Goal –
Please tally the lines in the records below that contain the word "snowboarder", and reply with that number alone.

Input material –
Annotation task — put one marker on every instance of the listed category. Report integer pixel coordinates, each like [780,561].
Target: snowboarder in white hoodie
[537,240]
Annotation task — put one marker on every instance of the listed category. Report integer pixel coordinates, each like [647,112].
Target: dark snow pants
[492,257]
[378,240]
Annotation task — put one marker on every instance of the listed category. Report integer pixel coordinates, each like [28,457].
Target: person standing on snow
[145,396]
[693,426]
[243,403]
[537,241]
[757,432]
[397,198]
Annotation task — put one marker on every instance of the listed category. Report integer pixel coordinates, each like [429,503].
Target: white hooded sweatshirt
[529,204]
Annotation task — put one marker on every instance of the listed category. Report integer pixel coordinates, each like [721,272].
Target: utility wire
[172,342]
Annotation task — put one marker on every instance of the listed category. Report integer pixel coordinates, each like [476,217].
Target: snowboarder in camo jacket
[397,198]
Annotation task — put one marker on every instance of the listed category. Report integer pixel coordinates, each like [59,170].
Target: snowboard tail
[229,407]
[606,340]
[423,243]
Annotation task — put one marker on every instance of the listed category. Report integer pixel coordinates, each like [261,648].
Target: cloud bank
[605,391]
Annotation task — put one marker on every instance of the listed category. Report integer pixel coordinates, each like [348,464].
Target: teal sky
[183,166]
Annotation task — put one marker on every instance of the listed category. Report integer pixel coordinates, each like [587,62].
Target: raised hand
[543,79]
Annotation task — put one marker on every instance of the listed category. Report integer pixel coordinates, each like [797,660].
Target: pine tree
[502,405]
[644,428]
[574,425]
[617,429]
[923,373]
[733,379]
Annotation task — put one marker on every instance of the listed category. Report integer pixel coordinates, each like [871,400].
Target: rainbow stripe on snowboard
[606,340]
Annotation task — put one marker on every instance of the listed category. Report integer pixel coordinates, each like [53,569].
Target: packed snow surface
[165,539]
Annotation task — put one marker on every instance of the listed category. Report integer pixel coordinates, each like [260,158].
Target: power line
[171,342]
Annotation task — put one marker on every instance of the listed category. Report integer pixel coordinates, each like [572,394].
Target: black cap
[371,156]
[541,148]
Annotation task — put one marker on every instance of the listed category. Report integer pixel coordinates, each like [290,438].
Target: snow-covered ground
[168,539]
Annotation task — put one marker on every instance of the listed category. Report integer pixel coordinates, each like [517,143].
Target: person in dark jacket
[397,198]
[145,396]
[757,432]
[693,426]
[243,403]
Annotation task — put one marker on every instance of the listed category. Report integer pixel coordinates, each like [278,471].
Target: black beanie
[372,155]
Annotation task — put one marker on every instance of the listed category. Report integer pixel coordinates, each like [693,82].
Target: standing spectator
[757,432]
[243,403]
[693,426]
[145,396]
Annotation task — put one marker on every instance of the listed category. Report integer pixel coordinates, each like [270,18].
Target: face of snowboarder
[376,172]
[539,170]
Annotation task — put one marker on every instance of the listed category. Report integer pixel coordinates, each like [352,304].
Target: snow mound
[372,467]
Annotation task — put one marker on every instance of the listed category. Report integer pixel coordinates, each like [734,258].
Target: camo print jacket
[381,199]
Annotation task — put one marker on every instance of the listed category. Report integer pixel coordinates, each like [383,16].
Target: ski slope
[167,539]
* * *
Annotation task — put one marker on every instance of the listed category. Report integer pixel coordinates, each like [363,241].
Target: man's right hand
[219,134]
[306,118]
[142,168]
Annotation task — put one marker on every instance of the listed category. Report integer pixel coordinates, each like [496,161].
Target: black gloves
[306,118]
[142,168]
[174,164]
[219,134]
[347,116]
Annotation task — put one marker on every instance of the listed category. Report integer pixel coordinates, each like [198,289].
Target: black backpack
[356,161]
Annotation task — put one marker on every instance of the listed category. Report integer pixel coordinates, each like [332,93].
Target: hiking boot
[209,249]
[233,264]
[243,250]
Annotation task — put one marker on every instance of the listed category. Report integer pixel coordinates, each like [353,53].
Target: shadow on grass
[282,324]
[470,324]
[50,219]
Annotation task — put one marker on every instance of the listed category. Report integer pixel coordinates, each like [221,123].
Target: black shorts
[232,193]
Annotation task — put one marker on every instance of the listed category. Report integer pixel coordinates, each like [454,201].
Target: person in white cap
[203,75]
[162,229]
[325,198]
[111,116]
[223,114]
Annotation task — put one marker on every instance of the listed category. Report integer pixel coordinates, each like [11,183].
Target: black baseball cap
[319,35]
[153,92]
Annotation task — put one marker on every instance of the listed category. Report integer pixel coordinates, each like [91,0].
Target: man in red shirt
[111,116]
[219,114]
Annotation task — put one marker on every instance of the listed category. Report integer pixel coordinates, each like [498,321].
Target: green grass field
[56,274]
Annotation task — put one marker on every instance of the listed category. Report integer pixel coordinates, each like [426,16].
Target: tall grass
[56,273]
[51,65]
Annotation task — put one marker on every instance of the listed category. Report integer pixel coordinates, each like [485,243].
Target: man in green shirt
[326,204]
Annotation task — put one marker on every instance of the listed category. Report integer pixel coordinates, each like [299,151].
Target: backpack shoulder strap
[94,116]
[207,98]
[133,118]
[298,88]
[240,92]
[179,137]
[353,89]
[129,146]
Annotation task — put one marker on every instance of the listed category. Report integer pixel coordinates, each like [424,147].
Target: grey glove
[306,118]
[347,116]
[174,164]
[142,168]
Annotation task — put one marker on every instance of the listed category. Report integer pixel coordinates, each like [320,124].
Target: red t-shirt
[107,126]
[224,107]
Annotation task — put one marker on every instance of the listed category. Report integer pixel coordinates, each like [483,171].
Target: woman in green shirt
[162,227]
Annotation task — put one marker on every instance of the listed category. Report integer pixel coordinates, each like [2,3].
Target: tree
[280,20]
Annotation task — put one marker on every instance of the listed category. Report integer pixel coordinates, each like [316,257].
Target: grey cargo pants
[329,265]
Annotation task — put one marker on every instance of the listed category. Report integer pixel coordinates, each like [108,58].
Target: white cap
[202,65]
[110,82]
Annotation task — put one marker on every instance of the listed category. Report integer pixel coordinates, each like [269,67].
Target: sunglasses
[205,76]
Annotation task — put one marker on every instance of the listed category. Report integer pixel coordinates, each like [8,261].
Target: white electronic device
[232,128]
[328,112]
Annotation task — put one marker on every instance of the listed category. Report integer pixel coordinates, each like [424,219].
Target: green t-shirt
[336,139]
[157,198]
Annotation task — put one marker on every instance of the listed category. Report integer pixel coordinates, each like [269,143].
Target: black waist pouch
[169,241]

Result for this exercise –
3